Dès la période préhistorique, cet espace est occupé par différents peuples qui s’y implantent et constituent  des royaumes plus ou moins organisés, plus ou moins homogènes, plus ou moins conquérants, à la tête desquels sont placés des Mwami.

En faisant correspondre ces différentes entités aux provinces actuelles, on retrouve dans le Maniema le royaume de l’Urega des peuples Lega ou Rega qui est considéré comme le plus vaste de tous ces Etats de la région, se déployant  jusqu’au Sud-Kivu dans les territoires de Mwenga, Shabunda. Pour sa part, les Bavira installent leur pouvoir à partir du sud du Maniema.

Au Nord-Kivu, le royaume confédéral des Bayira peuplé des Banande est localisé dans le nord de la province dans les territoires de Beni et Lubero ainsi qu’à Butembo, tandis que la confédération des Bahunde regroupant trois royaumes à savoir celui du Bwito, du Bunyungu et du Kishali s’étend sur les territoires de Masisi, Rutshuru, Goma jusqu’à empiéter dans une partie du Rwanda.  Quant au royaume des Banyanga, il couvre le territoire de Walikale.

Dans la province du Sud-Kivu, le royaume le plus remarquable est celui des Bashis dont l’espace englobe les territoires de Kabare, de Walungu, une partie de Mwenga (villes de Bukavu et Kamituga) et de l’île d’Idjwi, après que ce puissant Etat guerrier s’imposa sur ses vassaux dont le royaume du Buhavu, jusqu’à aller envahir le Rwanda jusqu’aux confis de Kigali.

Parmi les autres Etats ayant évolué dans ce qui représente l’actuelle province du Sud-Kivu, on peut citer le royaume des Babembe aux abords des rives du lac Tanganyika, celui des Bafuleros dans le territoire d’Uvira.

Pour ces peuples agro-pastoraux venant du sud-est africain qui se sont imposés sur les Pygmées, les verts pâturages de ces régions montagneuses et ainsi que le climat d’altitude aux basses températures sont propices pour l’élevage de leur bétail de bovins et caprins, expression par excellence de leur richesse.  De même, l’agriculture bénéficie de la fertilité des sols volcaniques.

Les invasions extérieures

Tout au long de son histoire, la région du Grand Kivu est l’objet d’invasions extérieures de la part des  forces désireuses d’étendre leur puissance et s’accaparer de ses richesses. Le Maniema de par sa situation géographique centrale en RDC joue à ce titre un rôle historique majeur.

[Entrées de la collection]

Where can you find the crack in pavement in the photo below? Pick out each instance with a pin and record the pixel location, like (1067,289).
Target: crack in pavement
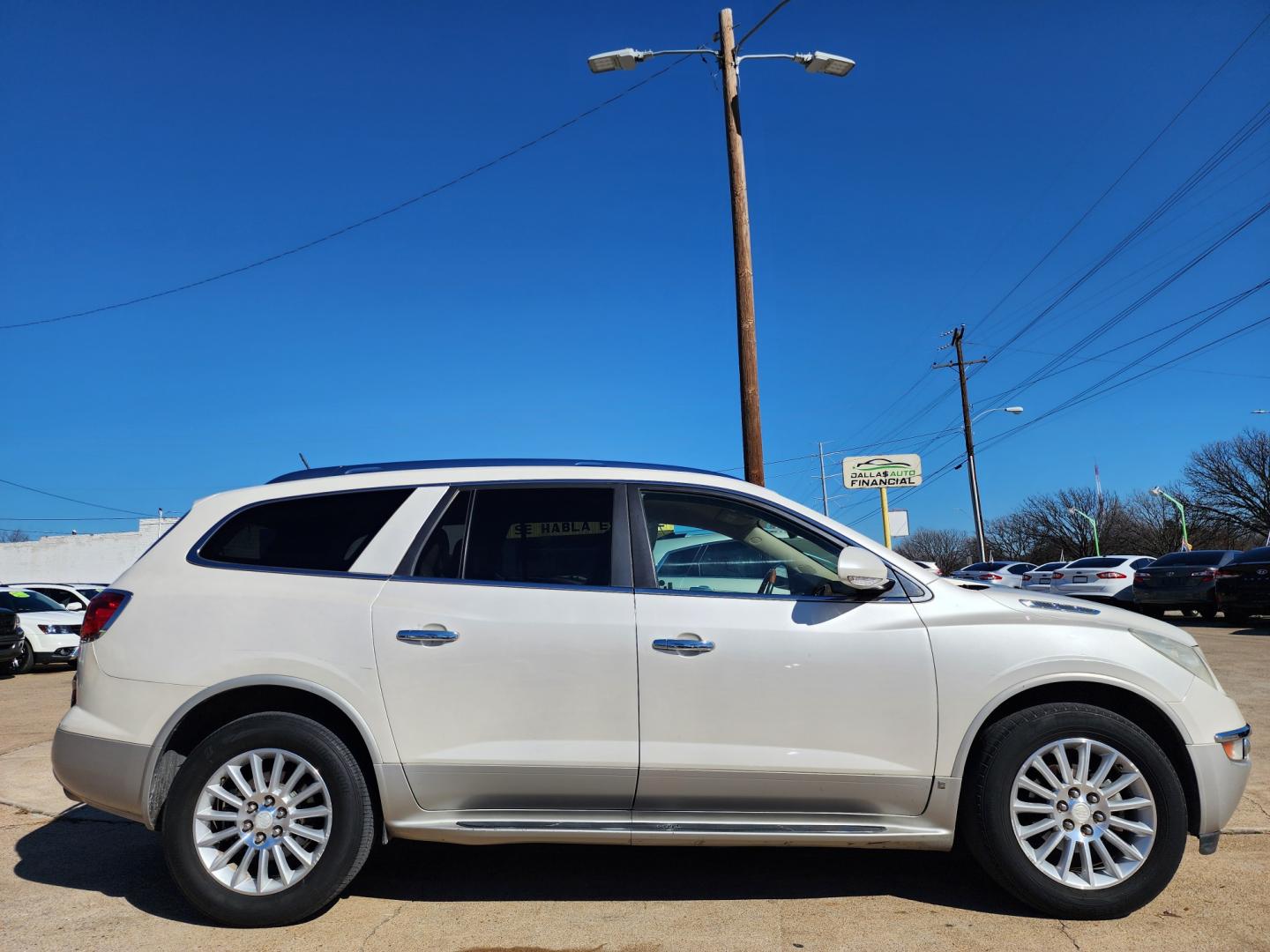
(384,922)
(1062,926)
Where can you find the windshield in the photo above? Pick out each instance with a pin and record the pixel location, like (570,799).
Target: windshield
(23,600)
(1206,556)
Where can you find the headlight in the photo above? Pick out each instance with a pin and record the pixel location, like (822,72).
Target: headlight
(1188,657)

-- Exercice proposé 1 --
Dans le texte sur l'histoire du Grand Kivu, quel royaume couvre le territoire de Walikale ?
-- Exercice proposé 2 --
Rédigez la suite du texte sur l'histoire du Grand Kivu, en partant de sa dernière phrase.
Les enregistrements n'interviennent en rien ici.

-- Réponse rédigée 1 --
Le royaume des Banyanga.

-- Réponse rédigée 2 --
Il commence d’abord par subir l’occupation arabo-swahilie dès le milieu du 19ème siècle qui est le fait de commerçants provenant de la côte orientale de l’Afrique, au départ de Zanzibar, à la recherche d’ivoire, d’ébène et d’esclaves pour approvisionner les marchés asiatiques. 

Ceux-ci s’installent à Nyangwe dans le territoire de Kasongo.  Ils en font le principal marché des esclaves du Maniema.  Et les vestiges de cette période de l’histoire sont d’ailleurs encore visibles à ce jour.

Le plus puissant et le plus célèbre d’entre eux, Tippo-Tip y opère des razzias et parvient à placer sous sa coupe de vastes domaines. Son pouvoir s’exerce ainsi du lac Tanganyika à la forêt de l’Ituri, dans une partie du Grand Kivu jusqu’au-delà de Kisangani, voire dans une partie du Kasaï.  

Parallèlement à cette invasion, un mouvement d’exploration en provenance d’Europe s’effectue à l’initiative de Léopold II, roi des Belges et atteint la contrée.  Les explorateurs occidentaux en quête des sources du Nil découvrent le lac Edouard en 1889, puis le lac Kivu en 1894.

Stanley, mandataire de Léopold II rentre en contact avec Tippo-Tip.  Celui-ci l’aide à explorer la région et se fait nommer « wali »,  c’est-à-dire gouverneur du Maniema pour le compte de l’Etat Indépendant du Congo (EIC).

Toutefois, cette relation prend fin à l’occasion de la campagne antiesclavagiste menée contre les arabo-swahilis qui se voient obligés de regagner leur lieu d’origine.  Léopold II débute alors la mise en valeur de la province pour tirer profit de ses richesses minières et agricoles, en construisant notamment le chemin de fer au Maniema pour assurer la liaison avec Kisangani (Stanleyville) sur le tronçon non navigable du Lualaba, et ainsi assurer la jonction avec Kinshasa (Léopoldville) par voie fluviale pour l’évacuation des denrées et minerais  d’une part et d’autre part, l’acheminement des produits manufacturés.

Afin d’affermir son autorité, le pouvoir colonial modifie administrativement les différents royaumes rencontrés sur place en réduisant leur étendue en chefferies et en déstabilisant leur organisation traditionnelle.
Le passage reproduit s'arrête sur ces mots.